Work request:
Having located "the white car" in the records below, repeat exactly the line it is on and all subsequent lines, ending with the last.

Data to use:
════════════════════
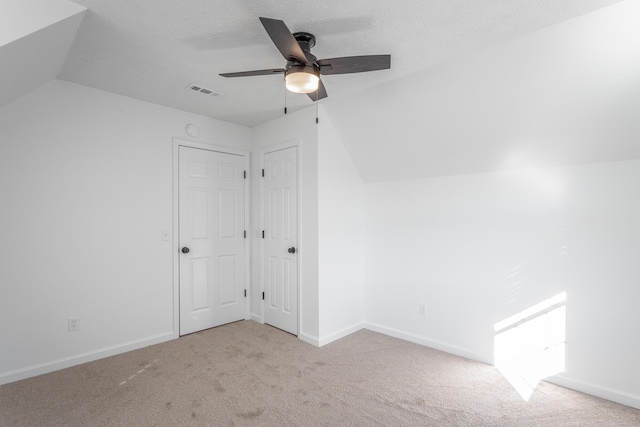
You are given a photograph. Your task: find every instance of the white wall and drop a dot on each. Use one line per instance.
(480, 248)
(567, 94)
(340, 237)
(299, 126)
(35, 36)
(86, 188)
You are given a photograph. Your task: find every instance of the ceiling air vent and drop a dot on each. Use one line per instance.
(204, 90)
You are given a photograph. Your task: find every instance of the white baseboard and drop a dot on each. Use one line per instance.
(340, 334)
(54, 365)
(427, 342)
(309, 339)
(617, 396)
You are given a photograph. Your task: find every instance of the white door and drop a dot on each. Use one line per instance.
(281, 239)
(211, 235)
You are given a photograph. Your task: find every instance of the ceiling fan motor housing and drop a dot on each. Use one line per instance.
(293, 67)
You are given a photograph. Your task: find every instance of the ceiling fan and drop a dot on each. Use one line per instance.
(303, 69)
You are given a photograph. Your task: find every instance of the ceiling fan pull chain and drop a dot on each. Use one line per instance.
(285, 96)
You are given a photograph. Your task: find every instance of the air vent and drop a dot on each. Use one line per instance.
(204, 90)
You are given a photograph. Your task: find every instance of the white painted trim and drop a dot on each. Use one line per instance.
(309, 339)
(624, 398)
(428, 342)
(341, 334)
(295, 143)
(617, 396)
(66, 362)
(177, 143)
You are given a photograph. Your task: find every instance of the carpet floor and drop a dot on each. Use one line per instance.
(250, 374)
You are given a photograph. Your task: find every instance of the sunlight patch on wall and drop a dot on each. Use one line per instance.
(530, 346)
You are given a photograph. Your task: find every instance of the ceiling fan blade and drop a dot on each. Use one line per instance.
(320, 94)
(284, 40)
(254, 73)
(354, 64)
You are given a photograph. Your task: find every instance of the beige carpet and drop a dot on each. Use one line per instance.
(251, 374)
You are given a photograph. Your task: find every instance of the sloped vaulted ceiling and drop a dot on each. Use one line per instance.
(152, 50)
(567, 94)
(35, 36)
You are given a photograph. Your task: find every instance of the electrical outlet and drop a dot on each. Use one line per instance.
(422, 310)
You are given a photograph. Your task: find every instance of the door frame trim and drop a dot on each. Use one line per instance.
(278, 147)
(175, 243)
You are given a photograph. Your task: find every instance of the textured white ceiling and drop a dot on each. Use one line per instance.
(566, 94)
(153, 49)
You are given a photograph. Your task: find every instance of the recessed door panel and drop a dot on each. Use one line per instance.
(227, 214)
(227, 278)
(199, 279)
(199, 209)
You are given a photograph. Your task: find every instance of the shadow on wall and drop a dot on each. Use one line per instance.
(530, 346)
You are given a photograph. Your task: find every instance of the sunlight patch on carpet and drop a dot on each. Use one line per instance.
(530, 346)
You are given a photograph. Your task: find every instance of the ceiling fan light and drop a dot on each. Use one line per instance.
(302, 82)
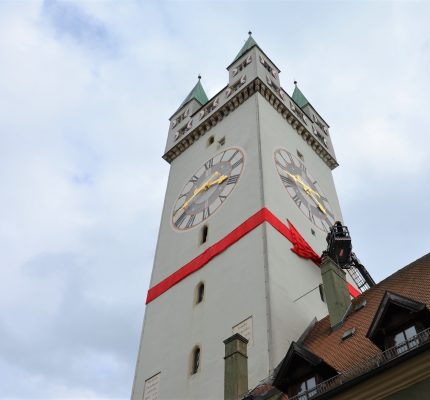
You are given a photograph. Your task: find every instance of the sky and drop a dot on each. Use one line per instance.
(86, 90)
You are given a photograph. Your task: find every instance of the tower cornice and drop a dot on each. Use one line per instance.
(215, 110)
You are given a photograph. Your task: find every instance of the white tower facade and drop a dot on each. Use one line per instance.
(250, 180)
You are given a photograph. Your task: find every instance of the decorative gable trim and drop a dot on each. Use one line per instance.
(281, 104)
(389, 300)
(286, 373)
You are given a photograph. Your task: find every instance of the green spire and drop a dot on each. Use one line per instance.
(299, 97)
(197, 93)
(248, 45)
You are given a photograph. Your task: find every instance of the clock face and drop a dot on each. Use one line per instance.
(304, 190)
(207, 189)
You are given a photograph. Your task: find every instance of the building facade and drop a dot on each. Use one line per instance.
(249, 201)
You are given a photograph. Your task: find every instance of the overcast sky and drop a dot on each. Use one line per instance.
(86, 90)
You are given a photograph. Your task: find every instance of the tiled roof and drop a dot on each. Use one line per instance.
(299, 97)
(412, 281)
(197, 93)
(249, 44)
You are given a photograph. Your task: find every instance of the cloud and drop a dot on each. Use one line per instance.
(69, 20)
(86, 91)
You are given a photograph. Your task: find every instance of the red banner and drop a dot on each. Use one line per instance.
(300, 247)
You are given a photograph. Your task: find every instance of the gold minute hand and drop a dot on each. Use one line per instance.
(218, 181)
(312, 193)
(202, 188)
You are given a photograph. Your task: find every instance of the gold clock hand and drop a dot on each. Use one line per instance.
(199, 190)
(218, 181)
(309, 191)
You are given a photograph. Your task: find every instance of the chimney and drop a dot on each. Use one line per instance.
(235, 367)
(335, 290)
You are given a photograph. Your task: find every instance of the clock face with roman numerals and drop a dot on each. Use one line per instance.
(304, 190)
(207, 189)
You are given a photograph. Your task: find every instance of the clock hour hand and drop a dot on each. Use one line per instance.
(218, 181)
(202, 188)
(312, 193)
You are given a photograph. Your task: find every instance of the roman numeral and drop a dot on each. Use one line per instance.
(287, 180)
(206, 213)
(209, 164)
(180, 220)
(234, 155)
(190, 221)
(297, 200)
(237, 163)
(232, 179)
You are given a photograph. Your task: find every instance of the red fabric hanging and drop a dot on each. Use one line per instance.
(300, 247)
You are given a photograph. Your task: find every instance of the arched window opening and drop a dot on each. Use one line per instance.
(204, 234)
(195, 361)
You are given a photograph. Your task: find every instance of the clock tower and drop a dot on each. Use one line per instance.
(249, 201)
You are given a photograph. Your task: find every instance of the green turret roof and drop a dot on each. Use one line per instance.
(197, 93)
(299, 97)
(248, 45)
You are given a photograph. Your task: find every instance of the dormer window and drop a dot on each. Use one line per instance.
(402, 340)
(399, 324)
(307, 388)
(300, 372)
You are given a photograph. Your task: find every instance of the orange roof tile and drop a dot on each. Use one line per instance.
(412, 281)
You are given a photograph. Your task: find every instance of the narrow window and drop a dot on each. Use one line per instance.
(200, 292)
(307, 388)
(195, 360)
(204, 234)
(321, 289)
(406, 339)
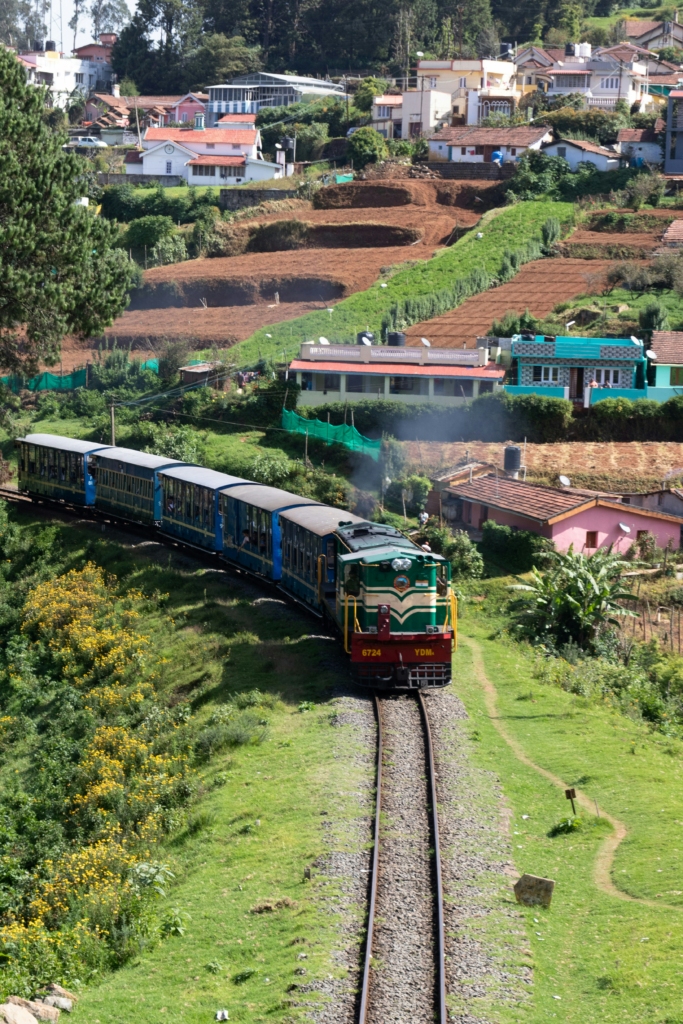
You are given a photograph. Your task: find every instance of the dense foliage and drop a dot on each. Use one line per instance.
(58, 271)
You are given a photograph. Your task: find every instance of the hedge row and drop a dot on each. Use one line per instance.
(505, 417)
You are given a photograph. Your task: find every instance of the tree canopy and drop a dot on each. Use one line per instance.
(58, 270)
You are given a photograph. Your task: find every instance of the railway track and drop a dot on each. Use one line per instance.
(403, 977)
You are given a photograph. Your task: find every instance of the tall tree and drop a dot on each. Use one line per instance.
(58, 272)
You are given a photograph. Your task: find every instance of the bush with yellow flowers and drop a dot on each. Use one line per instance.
(103, 769)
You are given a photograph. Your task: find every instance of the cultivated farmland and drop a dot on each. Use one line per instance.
(620, 466)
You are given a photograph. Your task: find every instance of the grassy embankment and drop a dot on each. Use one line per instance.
(510, 228)
(597, 957)
(259, 825)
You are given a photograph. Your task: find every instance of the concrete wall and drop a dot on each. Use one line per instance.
(605, 521)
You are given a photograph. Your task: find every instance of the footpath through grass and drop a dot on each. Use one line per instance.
(509, 228)
(596, 957)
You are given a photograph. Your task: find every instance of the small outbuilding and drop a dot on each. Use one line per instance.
(563, 516)
(577, 151)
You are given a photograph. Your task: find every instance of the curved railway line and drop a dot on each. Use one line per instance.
(403, 976)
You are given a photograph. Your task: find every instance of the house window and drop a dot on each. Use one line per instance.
(546, 375)
(608, 377)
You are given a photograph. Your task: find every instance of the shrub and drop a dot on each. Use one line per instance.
(147, 231)
(514, 550)
(366, 146)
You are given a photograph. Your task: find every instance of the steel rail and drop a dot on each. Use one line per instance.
(365, 991)
(440, 926)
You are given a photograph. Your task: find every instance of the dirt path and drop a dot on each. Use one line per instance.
(605, 856)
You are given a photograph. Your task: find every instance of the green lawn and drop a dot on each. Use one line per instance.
(596, 957)
(260, 818)
(509, 227)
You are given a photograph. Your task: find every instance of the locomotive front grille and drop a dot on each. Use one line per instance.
(413, 677)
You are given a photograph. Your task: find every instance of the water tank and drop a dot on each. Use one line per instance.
(512, 460)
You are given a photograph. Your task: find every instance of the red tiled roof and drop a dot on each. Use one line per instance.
(492, 372)
(640, 134)
(542, 504)
(669, 347)
(580, 143)
(491, 136)
(189, 135)
(218, 162)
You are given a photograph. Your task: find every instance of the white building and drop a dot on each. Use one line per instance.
(388, 116)
(482, 145)
(477, 88)
(423, 111)
(578, 152)
(205, 156)
(641, 145)
(66, 77)
(353, 373)
(248, 93)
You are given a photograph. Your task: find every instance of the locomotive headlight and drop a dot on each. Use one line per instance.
(400, 564)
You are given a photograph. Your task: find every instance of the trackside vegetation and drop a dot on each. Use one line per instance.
(510, 229)
(156, 719)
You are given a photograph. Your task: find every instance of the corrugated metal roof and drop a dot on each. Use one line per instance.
(142, 459)
(540, 504)
(63, 443)
(319, 519)
(669, 347)
(204, 477)
(266, 498)
(399, 370)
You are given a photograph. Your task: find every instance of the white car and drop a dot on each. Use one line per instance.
(85, 140)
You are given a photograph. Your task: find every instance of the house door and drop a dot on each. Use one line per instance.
(577, 382)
════════════════════
Your response:
You are given a photograph. Your task: find every instance of the white car and drop a dot on each. Use one line per instance.
(85, 140)
You are given a photograph. Your task: find every instance of the house door and drop a dot on each. Use one line per instance.
(577, 382)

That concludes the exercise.